**Requirement A:**
Answer these questions from the OCaml news digest:
(i) Which GSL and OCaml versions does ocamlgsl 0.2.1 require?
(ii) Who did Johann Spies think wrote osp?
(iii) What does the code for the POESIA monitor need?
**Requirement B:**
Carry on the OCaml news digest from the point where it stops.

**Text segment:**
This is to announce the release of ocamlgsl version 0.2.1 , available
here : http://oandrieu.nerim.net/ocaml/gsl/ . GSL 1.2 and ocaml 3.06
are required. See the README if you're using your gcc version is < 3.

Since the previously announced release, there's support for single
precision floats (in bigarrays), complex numbers linear algebra and a
couple of new modules (notably ODE).

GSL is the GNU Scientific Library http://sources.redhat.com/gsl/ , "a
collection of routines for numerical computing".

======================================================================
07) Who is osp maintainer?
----------------------------------------------------------------------
SooHyoung Oh asked and Johann Spies answered:

> I think osp (Ocaml Server Page) is very good solution for writing
> web pages with ocaml + HTML. But the original osp seems for window
> users.
> 
> I changed some for unix world, and I'd like to send patches to the
> maintainer.
> 
> Who is the osp maintainer?

I think John Small <john@rogare.com> wrote it.

> ps:
> You can find the source in http://www.taglib.co.kr/ocaml/index.html with
> name "osp2".
> If you want how it works, you can taste it in
> http://www.taglib.co.kr/cgi-bin/osp/demo.osp

======================================================================
08) RPM & Debian packaging of Ocaml software
----------------------------------------------------------------------
Basile Starynkevitch asked:

I am developping an opensource piece of software in Ocaml (it is the
monitor of POESIA - see http://www.poesia-filter.org for details). my
code needs ocamlfind, netstring, camlp4, pxp

I am not extremely familiar (but did read a few documents on) Debian &
RPM packaging.

**Information given:**
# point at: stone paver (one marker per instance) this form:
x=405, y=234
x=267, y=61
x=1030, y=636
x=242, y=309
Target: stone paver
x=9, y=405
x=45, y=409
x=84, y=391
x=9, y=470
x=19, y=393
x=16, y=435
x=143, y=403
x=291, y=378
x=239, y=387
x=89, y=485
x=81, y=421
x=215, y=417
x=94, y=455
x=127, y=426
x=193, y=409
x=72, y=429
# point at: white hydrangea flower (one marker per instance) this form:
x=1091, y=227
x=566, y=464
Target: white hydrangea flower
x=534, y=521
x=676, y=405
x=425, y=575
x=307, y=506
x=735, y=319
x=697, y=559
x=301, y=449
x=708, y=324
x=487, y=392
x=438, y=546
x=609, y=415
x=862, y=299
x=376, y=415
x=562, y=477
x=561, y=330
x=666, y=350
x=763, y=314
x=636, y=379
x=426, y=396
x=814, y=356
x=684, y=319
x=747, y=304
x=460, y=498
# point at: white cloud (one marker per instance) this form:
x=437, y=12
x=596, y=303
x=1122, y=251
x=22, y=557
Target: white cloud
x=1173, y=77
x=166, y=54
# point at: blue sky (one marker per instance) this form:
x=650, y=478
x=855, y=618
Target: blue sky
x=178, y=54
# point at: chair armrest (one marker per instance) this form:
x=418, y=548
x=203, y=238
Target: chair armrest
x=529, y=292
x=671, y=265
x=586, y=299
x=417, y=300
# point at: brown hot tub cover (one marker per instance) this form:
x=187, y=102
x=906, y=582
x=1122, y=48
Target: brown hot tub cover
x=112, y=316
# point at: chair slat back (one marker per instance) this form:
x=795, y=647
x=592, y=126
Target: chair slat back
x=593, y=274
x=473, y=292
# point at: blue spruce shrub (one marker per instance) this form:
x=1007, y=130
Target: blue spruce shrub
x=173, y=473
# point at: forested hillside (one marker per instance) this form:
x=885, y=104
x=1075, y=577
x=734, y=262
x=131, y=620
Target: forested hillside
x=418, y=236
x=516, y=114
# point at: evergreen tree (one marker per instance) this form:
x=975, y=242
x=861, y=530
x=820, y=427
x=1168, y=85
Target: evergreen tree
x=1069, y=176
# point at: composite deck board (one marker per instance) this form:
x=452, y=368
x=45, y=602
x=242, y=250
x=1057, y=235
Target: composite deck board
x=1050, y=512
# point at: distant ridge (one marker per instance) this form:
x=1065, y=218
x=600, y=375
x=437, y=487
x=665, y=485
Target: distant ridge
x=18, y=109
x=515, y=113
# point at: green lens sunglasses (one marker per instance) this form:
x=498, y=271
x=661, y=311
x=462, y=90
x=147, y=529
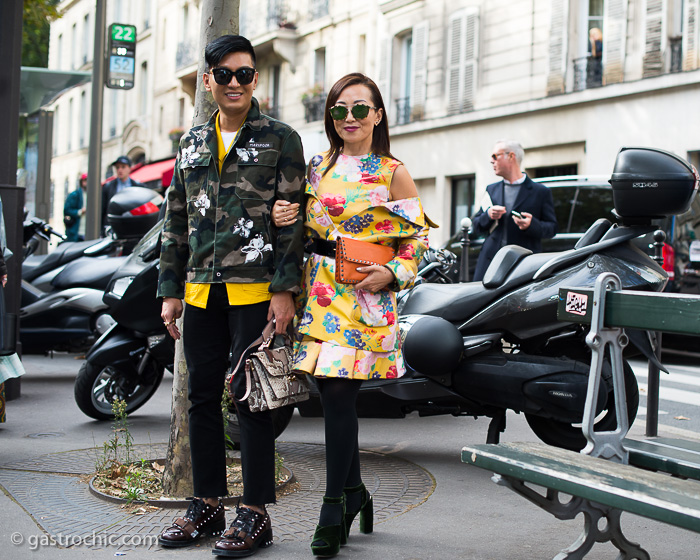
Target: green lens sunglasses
x=340, y=112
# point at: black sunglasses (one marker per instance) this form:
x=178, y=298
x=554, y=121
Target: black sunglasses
x=340, y=112
x=223, y=76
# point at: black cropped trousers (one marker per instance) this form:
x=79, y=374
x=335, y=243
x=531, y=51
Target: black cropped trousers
x=209, y=335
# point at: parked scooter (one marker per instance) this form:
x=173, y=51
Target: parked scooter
x=127, y=362
x=66, y=311
x=481, y=348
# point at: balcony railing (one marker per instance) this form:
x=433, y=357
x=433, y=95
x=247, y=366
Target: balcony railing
x=403, y=110
x=186, y=55
x=588, y=73
x=314, y=107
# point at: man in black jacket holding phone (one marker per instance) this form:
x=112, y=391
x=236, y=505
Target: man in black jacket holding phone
x=515, y=210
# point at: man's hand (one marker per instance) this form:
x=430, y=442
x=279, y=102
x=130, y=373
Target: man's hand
x=171, y=312
x=495, y=212
x=282, y=309
x=524, y=222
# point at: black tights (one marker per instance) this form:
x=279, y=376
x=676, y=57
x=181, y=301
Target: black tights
x=338, y=397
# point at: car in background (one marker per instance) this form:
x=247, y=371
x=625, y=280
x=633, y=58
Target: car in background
x=579, y=200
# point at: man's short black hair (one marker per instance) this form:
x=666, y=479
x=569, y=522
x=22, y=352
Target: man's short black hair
x=226, y=44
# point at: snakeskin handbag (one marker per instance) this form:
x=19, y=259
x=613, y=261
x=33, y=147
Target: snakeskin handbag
x=270, y=382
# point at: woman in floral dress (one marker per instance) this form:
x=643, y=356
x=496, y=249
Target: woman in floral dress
x=349, y=333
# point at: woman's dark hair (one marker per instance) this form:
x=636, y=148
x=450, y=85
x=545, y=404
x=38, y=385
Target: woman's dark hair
x=380, y=136
x=226, y=44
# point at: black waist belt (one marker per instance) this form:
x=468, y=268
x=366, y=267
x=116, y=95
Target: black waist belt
x=321, y=247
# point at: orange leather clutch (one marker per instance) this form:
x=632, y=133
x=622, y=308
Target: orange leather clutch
x=352, y=253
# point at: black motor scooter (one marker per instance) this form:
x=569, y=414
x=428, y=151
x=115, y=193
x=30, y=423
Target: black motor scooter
x=65, y=311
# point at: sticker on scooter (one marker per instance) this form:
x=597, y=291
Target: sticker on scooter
x=576, y=304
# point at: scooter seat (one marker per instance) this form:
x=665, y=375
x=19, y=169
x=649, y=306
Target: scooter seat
x=88, y=272
x=453, y=302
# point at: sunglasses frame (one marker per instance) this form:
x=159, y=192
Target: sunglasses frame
x=243, y=70
x=359, y=106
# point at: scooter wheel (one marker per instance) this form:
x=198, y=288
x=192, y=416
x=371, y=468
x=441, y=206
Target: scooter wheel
x=570, y=436
x=97, y=387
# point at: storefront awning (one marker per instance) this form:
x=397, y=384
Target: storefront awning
x=41, y=86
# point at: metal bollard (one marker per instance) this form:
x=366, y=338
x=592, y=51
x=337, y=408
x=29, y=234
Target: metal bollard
x=466, y=224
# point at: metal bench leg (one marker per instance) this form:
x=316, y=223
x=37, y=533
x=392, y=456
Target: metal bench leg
x=593, y=529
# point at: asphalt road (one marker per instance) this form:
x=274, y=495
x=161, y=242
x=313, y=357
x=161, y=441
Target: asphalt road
x=465, y=516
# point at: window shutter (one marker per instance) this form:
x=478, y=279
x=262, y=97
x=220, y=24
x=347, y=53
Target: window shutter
x=654, y=34
x=384, y=73
x=462, y=55
x=419, y=69
x=558, y=51
x=614, y=40
x=471, y=45
x=455, y=55
x=691, y=34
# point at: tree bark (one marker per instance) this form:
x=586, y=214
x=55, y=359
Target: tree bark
x=219, y=17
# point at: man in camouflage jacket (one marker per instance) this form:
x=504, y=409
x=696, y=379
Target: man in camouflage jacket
x=235, y=271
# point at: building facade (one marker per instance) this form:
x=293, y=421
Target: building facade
x=455, y=75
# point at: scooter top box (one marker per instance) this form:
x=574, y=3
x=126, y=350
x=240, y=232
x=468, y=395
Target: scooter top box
x=651, y=183
x=133, y=211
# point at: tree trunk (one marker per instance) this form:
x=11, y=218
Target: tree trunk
x=219, y=17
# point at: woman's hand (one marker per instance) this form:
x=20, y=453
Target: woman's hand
x=171, y=312
x=378, y=278
x=284, y=213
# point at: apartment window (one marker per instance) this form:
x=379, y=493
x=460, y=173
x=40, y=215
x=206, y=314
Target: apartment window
x=314, y=99
x=144, y=89
x=462, y=201
x=83, y=119
x=56, y=128
x=87, y=33
x=73, y=45
x=69, y=128
x=185, y=20
x=59, y=60
x=403, y=102
x=412, y=77
x=320, y=67
x=462, y=51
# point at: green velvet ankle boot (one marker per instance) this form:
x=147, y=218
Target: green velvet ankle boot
x=366, y=510
x=327, y=540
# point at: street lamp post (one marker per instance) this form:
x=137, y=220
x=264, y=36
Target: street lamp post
x=466, y=225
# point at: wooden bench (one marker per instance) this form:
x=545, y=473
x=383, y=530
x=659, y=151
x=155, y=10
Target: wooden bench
x=612, y=474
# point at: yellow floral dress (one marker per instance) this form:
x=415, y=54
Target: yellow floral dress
x=346, y=332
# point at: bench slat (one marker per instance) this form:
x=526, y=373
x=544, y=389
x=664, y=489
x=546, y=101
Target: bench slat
x=670, y=456
x=676, y=313
x=653, y=495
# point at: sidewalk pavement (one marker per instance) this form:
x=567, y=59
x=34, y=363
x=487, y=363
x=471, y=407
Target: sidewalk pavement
x=428, y=504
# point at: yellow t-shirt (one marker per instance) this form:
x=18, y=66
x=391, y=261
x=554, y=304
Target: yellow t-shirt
x=238, y=294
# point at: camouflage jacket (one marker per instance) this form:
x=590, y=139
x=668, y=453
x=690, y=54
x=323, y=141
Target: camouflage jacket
x=218, y=228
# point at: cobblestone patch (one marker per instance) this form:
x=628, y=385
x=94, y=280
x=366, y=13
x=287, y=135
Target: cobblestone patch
x=60, y=502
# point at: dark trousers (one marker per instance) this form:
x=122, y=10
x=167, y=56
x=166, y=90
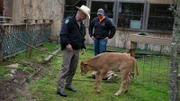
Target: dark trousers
x=68, y=69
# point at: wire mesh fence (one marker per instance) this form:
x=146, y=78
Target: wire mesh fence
x=15, y=38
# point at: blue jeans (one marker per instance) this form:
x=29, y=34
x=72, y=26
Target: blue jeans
x=100, y=46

**Output A:**
(i) GSL 1.2 and ocaml 3.06.
(ii) John Small <john@rogare.com>.
(iii) ocamlfind, netstring, camlp4 and pxp.

**Output B:**
So I am seeking for examples of Debian & RPM packaging of Ocaml code
which depends on stuff like netstring, pxp, etc...

Any examples are welcome!

Stefano Zacchiroli answered:

Regarding debian packaging you can look at the following packages, which
are written in ocaml and distributed as debian packages:

- advi
- cameleon
- fort
- ledit
- unison

If you are also looking for debian packaging of ocaml libraries you can
find a lot of packages, look for packages which are named using the
pattern lib*-ocaml and/or lib*-ocaml-dev.

Anyway I think that debian specific questions are a bit OT on this list
so for more info on this please ask on 
debian-ocaml-maint@lists.debian.org mailing lists (archives available at
http://lists.debian.org/debian-ocaml-maint/).

Sven Luther added:

Not to forget the ocaml_packaging_policy document which you would find
in /usr/share/doc/ocaml/ocaml_packaging_policy.gz on a debian box with
ocaml installed.

It contains rules and recomendation on how to do a good debian package
of ocaml stuff.

Vitaly Lugovsky answered as well:

You can take a look at ocamlfind-based packaging of OCaml stuff that I  
have done for ALT Linux distribution (AFAIR, it's awailable from the 
rpmfind now).

======================================================================
09) float pretty-printing precision, once more
----------------------------------------------------------------------
Jean-Marc Eber asked:

caml 3.06+1:

# let f = 1. /. 86400.;;
val f : float = 1.15740740741e-05
# let s = string_of_float f;;
val s : string = "1.15740740741e-05"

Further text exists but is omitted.